Given task: Reproduce the material below with every "Target" changed to "Label" and everything else left as it is. Omit the pictures from your answer.

#### Input for this task

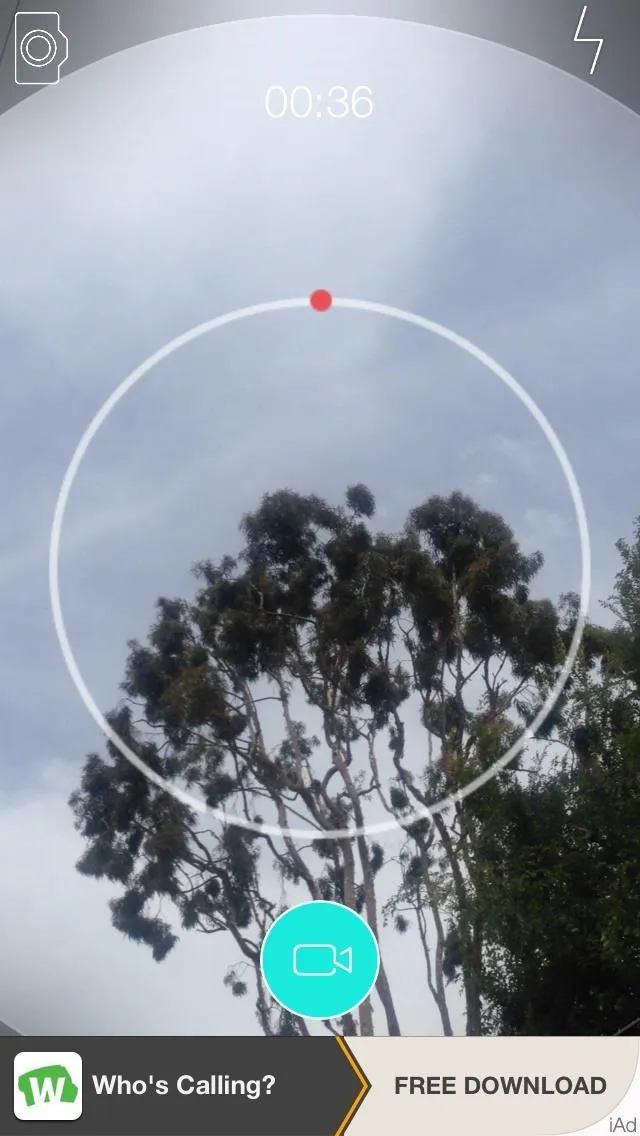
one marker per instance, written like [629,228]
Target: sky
[150,192]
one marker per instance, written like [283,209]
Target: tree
[326,677]
[559,863]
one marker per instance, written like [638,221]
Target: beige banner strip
[530,1086]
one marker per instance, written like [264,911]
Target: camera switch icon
[41,48]
[321,960]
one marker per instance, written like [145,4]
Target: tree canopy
[331,677]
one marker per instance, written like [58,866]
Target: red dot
[321,300]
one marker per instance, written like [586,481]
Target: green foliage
[341,629]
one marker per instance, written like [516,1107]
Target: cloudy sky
[150,192]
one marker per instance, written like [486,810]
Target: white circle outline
[331,903]
[164,352]
[38,33]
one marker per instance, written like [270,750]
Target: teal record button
[320,960]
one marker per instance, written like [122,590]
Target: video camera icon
[321,960]
[306,967]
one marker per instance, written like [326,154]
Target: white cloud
[150,192]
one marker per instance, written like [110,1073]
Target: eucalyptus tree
[325,678]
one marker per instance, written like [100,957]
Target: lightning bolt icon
[586,39]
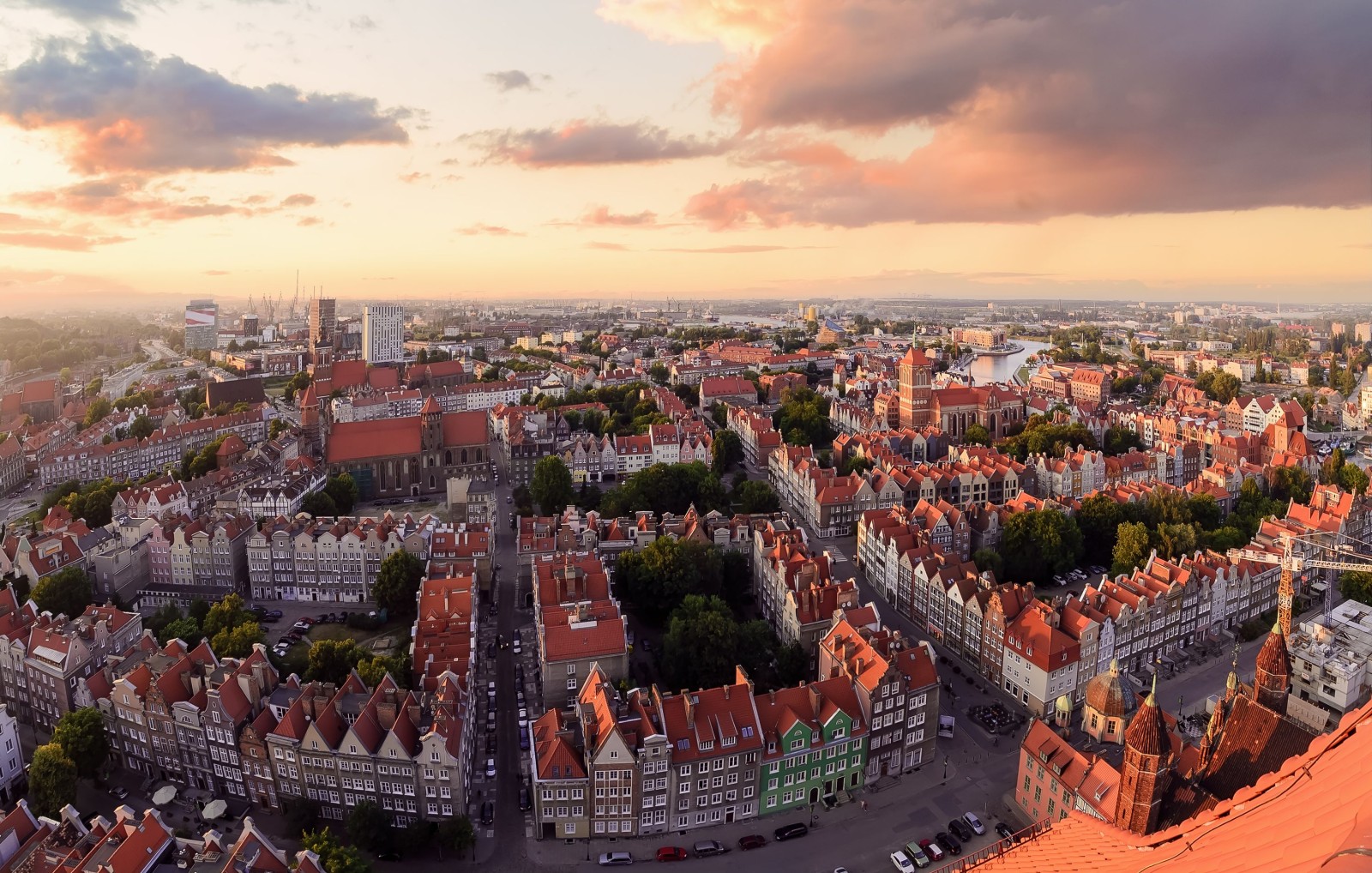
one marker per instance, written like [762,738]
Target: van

########

Response below:
one marker per instance, written like [629,228]
Label: sky
[150,192]
one marker per instance, written like [283,209]
Label: tree
[326,677]
[559,863]
one marker per instance, written like [638,221]
Label: beige banner strip
[530,1086]
one marker per instance, written like [264,911]
Label: camera switch icon
[41,48]
[321,960]
one marker per instance, written like [145,4]
Label: tree canopy
[331,677]
one marker per instance, written like [58,866]
Label: red dot
[321,300]
one marker per instance, written like [586,481]
Label: green foliage
[341,629]
one marker per instance, written like [516,1107]
Label: cloudy sky
[150,192]
one marker per instance, written like [486,810]
Label: white circle outline
[331,903]
[164,352]
[38,33]
one marker per instance, written like [270,750]
Label: teal record button
[320,960]
one marker per instance, written like [122,590]
Label: video camera icon
[321,960]
[306,967]
one marker per instance, written like [326,154]
Label: white cloud
[150,192]
one marker per instance, written like [110,1073]
Label: eucalyptus tree
[325,678]
one marker per instance, written like [100,957]
Label: lightning bolt icon
[586,39]
one marker per instance, written like [762,738]
Label: van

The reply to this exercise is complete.